===== Passage shown =====

Archive: » 2022 » September

‘Tis the Season…

… to harvest firewood for the coming winters.

The pile as of two days ago.

This coming winter is already taken care of, so now I am working on winters 2023, 2024, 2025, etc.  This week I have done nothing but retrieve a small portion of the windfall over the past year, yielding a heaping pickup every day.  Thus far my mountain of firewood to be split and stacked is about 1-1/2 winters, maybe more if the new cabin windows make the same difference as did the two previous projects — insulating and sealing the crawl space under the cabin, and replacing all the chinking between the logs.  These two ventures resulted in cutting our firwood needs by almost 50% last winter.

The road up to the previously felled timber is blocked by windfall trees which must be cut up and removed to even get to the upper inventory. Each of these trees renders almost a full pickup load of cut bolts.

===== Listed records =====

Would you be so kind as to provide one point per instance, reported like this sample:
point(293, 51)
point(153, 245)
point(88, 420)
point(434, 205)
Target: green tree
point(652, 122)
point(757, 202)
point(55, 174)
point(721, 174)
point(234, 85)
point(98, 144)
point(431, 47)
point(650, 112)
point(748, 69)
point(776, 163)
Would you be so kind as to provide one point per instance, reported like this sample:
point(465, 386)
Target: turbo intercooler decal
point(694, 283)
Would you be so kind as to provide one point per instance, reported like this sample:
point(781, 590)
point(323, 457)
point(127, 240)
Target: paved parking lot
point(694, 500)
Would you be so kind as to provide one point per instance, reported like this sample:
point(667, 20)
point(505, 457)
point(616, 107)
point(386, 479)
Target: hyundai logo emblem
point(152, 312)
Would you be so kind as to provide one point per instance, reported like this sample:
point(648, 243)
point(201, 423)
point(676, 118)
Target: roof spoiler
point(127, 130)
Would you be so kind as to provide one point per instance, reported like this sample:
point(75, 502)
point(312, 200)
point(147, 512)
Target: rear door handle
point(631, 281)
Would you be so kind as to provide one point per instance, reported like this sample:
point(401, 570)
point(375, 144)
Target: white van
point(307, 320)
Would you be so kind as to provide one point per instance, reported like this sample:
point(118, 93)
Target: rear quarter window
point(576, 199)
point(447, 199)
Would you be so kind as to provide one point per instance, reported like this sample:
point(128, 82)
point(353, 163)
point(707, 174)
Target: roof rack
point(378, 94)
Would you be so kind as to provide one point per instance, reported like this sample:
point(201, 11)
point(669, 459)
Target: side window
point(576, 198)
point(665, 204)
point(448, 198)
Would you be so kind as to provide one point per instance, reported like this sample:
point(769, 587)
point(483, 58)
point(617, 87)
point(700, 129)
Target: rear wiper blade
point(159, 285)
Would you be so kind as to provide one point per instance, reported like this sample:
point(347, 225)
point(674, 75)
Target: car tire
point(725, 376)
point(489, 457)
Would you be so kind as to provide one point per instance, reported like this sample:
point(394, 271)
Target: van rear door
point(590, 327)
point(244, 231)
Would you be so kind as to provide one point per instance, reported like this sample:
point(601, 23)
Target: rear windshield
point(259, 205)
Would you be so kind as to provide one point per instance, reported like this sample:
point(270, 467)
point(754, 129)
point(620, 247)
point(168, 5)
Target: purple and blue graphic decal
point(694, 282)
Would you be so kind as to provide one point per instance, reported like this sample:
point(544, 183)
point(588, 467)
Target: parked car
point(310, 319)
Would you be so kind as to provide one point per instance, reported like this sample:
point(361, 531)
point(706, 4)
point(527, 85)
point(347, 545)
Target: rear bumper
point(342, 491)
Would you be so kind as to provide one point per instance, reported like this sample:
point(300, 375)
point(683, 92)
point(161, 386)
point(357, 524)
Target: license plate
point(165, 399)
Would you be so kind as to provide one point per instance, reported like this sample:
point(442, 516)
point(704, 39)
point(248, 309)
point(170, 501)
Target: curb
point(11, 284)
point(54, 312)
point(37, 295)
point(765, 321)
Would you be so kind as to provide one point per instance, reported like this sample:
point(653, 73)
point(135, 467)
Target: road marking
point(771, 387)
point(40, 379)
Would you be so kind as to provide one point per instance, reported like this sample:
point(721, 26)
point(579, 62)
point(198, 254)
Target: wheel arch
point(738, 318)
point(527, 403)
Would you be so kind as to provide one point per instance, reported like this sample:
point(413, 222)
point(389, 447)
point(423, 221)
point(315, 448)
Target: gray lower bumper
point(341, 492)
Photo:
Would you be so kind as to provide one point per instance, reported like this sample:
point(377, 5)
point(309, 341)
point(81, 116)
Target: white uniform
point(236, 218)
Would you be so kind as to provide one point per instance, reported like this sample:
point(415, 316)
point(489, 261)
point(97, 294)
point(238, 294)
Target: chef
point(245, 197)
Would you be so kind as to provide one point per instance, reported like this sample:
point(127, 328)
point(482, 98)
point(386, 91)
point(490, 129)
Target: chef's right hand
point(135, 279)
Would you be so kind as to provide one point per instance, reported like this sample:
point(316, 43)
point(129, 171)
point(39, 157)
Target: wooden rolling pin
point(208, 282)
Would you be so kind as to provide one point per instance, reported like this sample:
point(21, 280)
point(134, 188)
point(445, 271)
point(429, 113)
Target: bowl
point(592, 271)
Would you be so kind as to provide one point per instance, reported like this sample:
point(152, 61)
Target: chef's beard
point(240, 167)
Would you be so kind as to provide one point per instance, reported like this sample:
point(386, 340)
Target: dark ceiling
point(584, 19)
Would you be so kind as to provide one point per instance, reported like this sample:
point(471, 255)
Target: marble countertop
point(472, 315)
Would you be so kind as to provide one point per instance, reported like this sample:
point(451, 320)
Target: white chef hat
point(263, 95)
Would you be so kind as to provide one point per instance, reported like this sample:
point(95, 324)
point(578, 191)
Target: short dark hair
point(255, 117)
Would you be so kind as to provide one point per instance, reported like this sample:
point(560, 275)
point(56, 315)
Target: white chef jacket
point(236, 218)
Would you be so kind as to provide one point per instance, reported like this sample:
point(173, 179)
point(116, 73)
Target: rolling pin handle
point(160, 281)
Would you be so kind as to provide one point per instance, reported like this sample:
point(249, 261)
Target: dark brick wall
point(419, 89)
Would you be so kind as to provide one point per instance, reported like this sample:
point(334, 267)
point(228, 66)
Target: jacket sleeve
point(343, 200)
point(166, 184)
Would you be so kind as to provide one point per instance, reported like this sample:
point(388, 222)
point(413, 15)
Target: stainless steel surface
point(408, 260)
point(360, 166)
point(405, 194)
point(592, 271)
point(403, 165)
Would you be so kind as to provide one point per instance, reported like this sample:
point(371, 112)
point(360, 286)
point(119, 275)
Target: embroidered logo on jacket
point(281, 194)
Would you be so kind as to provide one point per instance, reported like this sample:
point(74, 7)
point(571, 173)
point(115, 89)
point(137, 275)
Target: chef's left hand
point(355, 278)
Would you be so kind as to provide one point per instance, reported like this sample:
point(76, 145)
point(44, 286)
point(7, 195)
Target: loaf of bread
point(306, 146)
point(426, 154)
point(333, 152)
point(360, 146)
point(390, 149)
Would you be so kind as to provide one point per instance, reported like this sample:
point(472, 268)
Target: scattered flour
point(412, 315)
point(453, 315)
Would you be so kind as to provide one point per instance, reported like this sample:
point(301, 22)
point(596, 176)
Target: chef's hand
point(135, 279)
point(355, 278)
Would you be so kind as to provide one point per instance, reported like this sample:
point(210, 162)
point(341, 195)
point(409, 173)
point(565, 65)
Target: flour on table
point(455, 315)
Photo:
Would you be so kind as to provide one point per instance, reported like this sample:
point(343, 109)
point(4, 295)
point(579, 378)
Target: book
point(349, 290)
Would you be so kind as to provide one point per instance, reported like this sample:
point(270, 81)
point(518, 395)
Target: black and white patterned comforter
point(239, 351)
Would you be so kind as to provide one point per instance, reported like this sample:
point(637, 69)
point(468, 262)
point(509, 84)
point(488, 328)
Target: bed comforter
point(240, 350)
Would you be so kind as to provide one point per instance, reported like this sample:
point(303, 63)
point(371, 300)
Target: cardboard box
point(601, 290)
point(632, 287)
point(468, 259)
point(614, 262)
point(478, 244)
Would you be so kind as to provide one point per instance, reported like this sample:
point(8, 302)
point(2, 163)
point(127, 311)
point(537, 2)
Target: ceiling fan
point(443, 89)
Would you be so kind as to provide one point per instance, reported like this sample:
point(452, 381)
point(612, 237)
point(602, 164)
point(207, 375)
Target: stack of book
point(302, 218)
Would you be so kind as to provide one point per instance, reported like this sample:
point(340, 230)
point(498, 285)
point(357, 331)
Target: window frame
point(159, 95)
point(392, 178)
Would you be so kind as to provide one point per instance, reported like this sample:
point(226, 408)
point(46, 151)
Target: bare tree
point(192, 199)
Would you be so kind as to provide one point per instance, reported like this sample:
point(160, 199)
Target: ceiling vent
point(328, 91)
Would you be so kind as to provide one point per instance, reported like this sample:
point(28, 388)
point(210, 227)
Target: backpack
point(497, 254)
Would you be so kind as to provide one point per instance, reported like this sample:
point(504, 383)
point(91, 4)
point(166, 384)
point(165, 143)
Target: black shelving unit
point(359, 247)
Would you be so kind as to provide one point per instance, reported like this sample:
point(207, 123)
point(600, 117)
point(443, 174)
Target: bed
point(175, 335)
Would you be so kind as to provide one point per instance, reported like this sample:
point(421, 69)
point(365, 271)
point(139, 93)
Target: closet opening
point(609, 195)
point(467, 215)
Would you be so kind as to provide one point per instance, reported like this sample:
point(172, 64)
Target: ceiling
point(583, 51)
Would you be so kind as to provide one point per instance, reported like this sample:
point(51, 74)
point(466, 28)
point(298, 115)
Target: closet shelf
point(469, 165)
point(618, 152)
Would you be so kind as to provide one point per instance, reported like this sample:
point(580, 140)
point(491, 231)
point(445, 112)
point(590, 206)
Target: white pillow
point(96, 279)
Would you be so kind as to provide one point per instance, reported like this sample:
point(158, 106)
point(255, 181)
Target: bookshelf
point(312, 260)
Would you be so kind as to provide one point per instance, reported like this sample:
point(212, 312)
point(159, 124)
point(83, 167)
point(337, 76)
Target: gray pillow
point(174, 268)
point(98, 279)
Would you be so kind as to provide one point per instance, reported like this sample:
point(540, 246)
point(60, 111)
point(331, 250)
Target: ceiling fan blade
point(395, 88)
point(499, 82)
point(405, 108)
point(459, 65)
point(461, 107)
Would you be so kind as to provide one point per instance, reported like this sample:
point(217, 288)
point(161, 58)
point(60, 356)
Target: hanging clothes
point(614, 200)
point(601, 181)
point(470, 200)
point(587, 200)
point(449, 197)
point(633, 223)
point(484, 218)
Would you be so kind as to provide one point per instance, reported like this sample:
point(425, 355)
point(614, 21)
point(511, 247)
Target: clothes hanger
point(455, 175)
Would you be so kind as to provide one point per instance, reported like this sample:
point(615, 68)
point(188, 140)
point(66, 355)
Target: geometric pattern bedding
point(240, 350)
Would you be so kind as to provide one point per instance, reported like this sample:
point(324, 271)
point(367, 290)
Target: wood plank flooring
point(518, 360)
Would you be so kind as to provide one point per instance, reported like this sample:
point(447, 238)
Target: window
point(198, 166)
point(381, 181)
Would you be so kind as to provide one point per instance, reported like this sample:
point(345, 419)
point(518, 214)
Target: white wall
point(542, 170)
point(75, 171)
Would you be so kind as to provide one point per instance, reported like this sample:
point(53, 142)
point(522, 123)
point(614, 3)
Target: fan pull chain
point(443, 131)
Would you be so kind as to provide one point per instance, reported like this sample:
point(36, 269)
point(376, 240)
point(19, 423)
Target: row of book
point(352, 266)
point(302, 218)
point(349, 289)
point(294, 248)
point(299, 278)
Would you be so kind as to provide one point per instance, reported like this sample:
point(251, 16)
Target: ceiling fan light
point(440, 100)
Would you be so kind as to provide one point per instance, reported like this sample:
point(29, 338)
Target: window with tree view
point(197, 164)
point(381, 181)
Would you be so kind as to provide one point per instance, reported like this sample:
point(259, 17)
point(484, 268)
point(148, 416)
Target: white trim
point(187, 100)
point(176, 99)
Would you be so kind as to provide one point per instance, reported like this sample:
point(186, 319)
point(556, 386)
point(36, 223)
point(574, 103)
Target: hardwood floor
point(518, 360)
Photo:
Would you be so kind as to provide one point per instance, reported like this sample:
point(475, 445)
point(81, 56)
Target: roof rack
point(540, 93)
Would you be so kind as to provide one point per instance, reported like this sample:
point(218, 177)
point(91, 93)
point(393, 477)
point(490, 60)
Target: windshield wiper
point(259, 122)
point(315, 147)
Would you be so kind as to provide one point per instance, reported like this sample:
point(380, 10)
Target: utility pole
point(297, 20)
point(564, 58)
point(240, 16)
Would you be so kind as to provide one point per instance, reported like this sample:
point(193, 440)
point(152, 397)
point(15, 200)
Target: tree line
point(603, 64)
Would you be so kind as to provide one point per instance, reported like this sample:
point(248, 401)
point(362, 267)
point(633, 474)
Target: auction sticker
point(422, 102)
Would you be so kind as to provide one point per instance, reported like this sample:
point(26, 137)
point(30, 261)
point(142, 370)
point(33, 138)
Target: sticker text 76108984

=====

* [Task set]
• A. According to the firewood post, by about how much did the two earlier cabin projects cut firewood needs last winter?
• B. State whether each statement agrees with the firewood post, answering yes or no and quoting the deciding words: (i) Firewood for the coming winter is already secured. (ii) Each windfall tree yields roughly half a pickup load of cut bolts. (iii) The road up to the previously felled timber is open.

* [Problem solutions]
• A. By almost 50%.

• B.
(i) Yes: "This coming winter is already taken care of"
(ii) No: "Each of these trees renders almost a full pickup load of cut bolts."
(iii) No: "The road up to the previously felled timber is blocked by windfall trees"